== Excerpts from a detection dataset ==
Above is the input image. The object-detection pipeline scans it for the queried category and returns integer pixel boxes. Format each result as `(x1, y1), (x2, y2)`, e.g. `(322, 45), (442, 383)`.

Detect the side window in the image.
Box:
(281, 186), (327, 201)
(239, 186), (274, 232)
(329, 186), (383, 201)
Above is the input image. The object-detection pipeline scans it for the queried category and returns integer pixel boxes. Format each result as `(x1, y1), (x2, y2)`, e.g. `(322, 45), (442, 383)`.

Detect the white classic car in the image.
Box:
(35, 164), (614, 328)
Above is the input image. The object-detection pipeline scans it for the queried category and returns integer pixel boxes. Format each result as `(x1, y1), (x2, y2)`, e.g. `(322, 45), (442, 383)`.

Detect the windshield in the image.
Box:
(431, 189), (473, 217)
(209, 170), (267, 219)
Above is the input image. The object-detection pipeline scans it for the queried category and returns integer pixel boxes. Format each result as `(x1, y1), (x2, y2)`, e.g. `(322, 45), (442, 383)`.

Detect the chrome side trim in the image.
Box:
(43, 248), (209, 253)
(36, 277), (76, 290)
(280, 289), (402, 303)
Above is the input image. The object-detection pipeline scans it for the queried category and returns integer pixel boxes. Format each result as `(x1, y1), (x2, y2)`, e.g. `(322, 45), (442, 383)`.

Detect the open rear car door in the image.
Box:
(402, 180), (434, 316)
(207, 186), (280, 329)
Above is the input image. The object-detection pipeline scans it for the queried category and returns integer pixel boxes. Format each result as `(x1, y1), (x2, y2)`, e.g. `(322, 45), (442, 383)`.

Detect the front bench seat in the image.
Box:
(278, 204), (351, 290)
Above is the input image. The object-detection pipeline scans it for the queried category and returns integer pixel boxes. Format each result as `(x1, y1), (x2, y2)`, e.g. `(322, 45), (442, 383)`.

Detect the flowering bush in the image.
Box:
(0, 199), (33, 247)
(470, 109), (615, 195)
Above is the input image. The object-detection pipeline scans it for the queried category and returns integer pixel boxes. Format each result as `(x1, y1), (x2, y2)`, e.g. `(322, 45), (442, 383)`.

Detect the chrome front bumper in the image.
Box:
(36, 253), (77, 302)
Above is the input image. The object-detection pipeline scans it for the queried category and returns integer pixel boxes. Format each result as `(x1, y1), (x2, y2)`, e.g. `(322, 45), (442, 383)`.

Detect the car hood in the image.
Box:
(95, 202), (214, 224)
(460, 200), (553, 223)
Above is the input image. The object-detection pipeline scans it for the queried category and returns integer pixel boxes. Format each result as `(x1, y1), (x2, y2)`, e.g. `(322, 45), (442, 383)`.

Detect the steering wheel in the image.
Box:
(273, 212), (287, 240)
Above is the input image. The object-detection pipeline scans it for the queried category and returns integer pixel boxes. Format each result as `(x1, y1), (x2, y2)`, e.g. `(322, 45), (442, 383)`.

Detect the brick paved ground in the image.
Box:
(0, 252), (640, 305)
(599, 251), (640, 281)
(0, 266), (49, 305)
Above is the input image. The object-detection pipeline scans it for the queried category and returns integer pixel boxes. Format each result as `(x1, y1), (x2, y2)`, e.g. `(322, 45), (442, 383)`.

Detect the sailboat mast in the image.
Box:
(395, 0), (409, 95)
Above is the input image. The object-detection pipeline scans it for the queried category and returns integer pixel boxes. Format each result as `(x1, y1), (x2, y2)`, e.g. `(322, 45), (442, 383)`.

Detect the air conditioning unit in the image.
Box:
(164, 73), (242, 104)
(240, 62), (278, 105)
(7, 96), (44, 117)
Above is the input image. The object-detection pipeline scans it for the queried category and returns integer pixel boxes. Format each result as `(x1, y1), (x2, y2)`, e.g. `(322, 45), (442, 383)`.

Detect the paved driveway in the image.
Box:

== WORK REQUIRED ==
Give every line of the entries above as a Markdown table with two columns, Row and Line. Number the rows in order, and omit any blank lines.

== SOLUTION BELOW ==
| Row | Line |
|---|---|
| 1 | Above is the input image. The object-detection pipeline scans it for the queried category and returns integer pixel boxes. Format each result as `(x1, y1), (x2, y2)`, e.g. `(322, 45), (442, 383)`. |
| 2 | Detect the side window in the image. |
| 3 | Box: |
| 4 | (281, 186), (327, 201) |
| 5 | (239, 186), (274, 232) |
| 6 | (329, 186), (383, 201) |
| 7 | Above is the input image. The object-detection pipeline scans it for the queried category and returns integer pixel boxes. Format each result as `(x1, y1), (x2, y2)`, e.g. `(322, 45), (442, 383)`. |
| 8 | Detect the white classic car in the image. |
| 9 | Box: |
| 10 | (35, 164), (614, 328) |
| 11 | Above is the input image. The object-detection pipeline scans it for the queried category and returns integer pixel boxes. Format each result as `(x1, y1), (x2, y2)`, e.g. `(322, 45), (442, 383)`. |
| 12 | Detect the windshield in the image. |
| 13 | Box: |
| 14 | (431, 189), (473, 217) |
| 15 | (209, 170), (267, 219) |
| 16 | Above is the input image. The object-detection pipeline scans it for the queried category and returns integer pixel boxes. Format each result as `(x1, y1), (x2, y2)`, e.g. `(322, 45), (442, 383)`. |
| 17 | Detect the chrome side trim in the image. |
| 18 | Box: |
| 19 | (43, 248), (209, 253) |
| 20 | (36, 277), (76, 290) |
| 21 | (280, 289), (402, 303) |
| 22 | Above is the input image. The object-detection pipeline scans it for the queried category and returns integer pixel boxes. Format each result as `(x1, y1), (x2, y2)`, e.g. `(322, 45), (442, 383)`. |
| 23 | Detect the open rear car door in the image. |
| 24 | Box: |
| 25 | (402, 180), (434, 316) |
| 26 | (207, 186), (280, 329) |
| 27 | Above is the input image. The object-detection pipeline scans it for the queried category and returns integer pixel boxes. Format each result as `(x1, y1), (x2, y2)`, e.g. `(322, 45), (442, 383)`. |
| 28 | Detect the front bench seat in the image. |
| 29 | Box: |
| 30 | (278, 204), (351, 290) |
| 31 | Above is the input image. The object-detection pipeline scans it for the queried category and returns integer pixel boxes. Format each result as `(x1, y1), (x2, y2)`, e.g. `(322, 45), (442, 383)`. |
| 32 | Detect the flowering bush in the image. |
| 33 | Box: |
| 34 | (0, 199), (33, 247) |
| 35 | (470, 109), (615, 195) |
| 36 | Above is the input image. The object-detection pipeline scans it for the queried category and returns integer pixel boxes. Format each result as `(x1, y1), (x2, y2)`, e.g. `(322, 45), (442, 383)`. |
| 37 | Detect the chrome front bumper in the image. |
| 38 | Box: |
| 39 | (36, 253), (77, 302) |
| 40 | Above is the input image. The object-detection pipeline scans it for the queried category and returns integer pixel boxes. Format each result as `(x1, y1), (x2, y2)`, e.g. `(322, 45), (442, 383)`. |
| 41 | Detect the car hood in the image. |
| 42 | Box: |
| 43 | (95, 202), (214, 224) |
| 44 | (460, 200), (553, 223) |
| 45 | Above is the input image. The object-detection pipeline scans it for the queried category and returns integer pixel boxes. Format each result as `(x1, y1), (x2, y2)`, e.g. `(322, 45), (442, 383)`. |
| 46 | Detect the steering wheel in the image. |
| 47 | Box: |
| 48 | (273, 212), (287, 240) |
| 49 | Above is the input image. The object-detection pipeline scans it for the queried category and returns integer pixel boxes. Format each result as `(x1, y1), (x2, y2)`, e.g. `(322, 45), (442, 383)`. |
| 50 | Detect the brick paved ground in the image. |
| 51 | Box: |
| 52 | (0, 252), (640, 305) |
| 53 | (599, 251), (640, 281) |
| 54 | (0, 266), (49, 305) |
| 55 | Above is the input image. The object-detection pipeline scans it for the queried category and returns integer pixel boxes. Format each result as `(x1, y1), (x2, y2)`, e.g. `(322, 45), (442, 383)`. |
| 56 | Detect the sailboat mast in the image. |
| 57 | Box: |
| 58 | (395, 0), (409, 95) |
| 59 | Above is the input image. The object-detection pipeline scans it for the queried category and returns integer pixel boxes. Format each result as `(x1, y1), (x2, y2)`, e.g. `(322, 45), (442, 383)`. |
| 60 | Detect the air conditioning unit in the image. |
| 61 | Box: |
| 62 | (164, 73), (242, 104) |
| 63 | (240, 62), (278, 105) |
| 64 | (7, 96), (44, 117) |
| 65 | Above is the input image. The object-detection pipeline scans it for the queried category and returns integer pixel boxes. Format each result as `(x1, y1), (x2, y2)`, e.g. `(322, 45), (442, 383)`. |
| 66 | Detect the paved driveway in the image. |
| 67 | Box: |